# [EXERCISE TASK]
Print the lines below word for word, starting with the line that contains "Where can the red suede" and continuing through the last line, with both of those lines included.

..............................

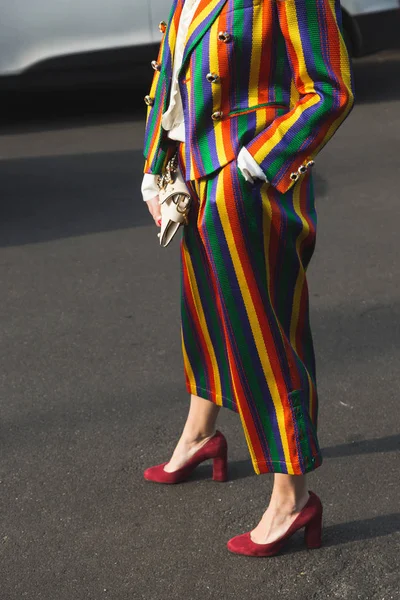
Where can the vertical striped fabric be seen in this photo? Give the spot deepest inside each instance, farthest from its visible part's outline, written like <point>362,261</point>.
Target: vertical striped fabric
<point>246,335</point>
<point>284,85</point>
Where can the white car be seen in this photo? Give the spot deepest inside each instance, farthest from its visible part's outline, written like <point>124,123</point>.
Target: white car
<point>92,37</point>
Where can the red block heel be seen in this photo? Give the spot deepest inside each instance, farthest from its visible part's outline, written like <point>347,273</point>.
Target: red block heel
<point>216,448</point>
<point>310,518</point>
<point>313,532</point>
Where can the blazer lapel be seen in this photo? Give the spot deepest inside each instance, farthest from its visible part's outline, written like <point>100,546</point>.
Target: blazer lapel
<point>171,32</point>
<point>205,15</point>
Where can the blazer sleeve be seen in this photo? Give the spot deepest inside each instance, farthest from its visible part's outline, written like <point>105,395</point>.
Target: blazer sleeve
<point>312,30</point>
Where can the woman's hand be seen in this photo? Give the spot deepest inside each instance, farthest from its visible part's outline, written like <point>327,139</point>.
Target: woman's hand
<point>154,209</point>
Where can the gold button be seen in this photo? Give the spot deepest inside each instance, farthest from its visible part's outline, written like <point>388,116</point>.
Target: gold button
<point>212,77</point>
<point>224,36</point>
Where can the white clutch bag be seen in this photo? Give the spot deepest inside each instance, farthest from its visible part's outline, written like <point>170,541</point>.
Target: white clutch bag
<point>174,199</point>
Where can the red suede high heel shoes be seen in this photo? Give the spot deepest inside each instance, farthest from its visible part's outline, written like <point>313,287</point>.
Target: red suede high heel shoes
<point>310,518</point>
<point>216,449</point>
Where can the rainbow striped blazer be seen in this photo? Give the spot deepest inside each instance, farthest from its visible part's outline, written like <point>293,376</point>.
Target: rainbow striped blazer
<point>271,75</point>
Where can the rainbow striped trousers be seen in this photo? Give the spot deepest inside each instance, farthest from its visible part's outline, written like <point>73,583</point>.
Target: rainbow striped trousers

..............................

# [RESULT OF THE EXERCISE]
Where can the red suede high heel shoes be seen in this photo? Give the spot deepest inside each instance, farthest from its visible part's outline, written like <point>313,287</point>.
Target: red suede high heel shoes
<point>310,518</point>
<point>216,449</point>
Where can the rainbow striped blazer be seen in this photo? Give the spot deepest inside each instance, farthest from its visible part's outline, written like <point>293,376</point>.
Target: rainbow striped blazer
<point>271,75</point>
Where can the rainbow striped trousers be seen in this photo? Give the spot deepest inside each instance, farthest from its visible part's outline, written like <point>73,583</point>.
Target: rainbow striped trousers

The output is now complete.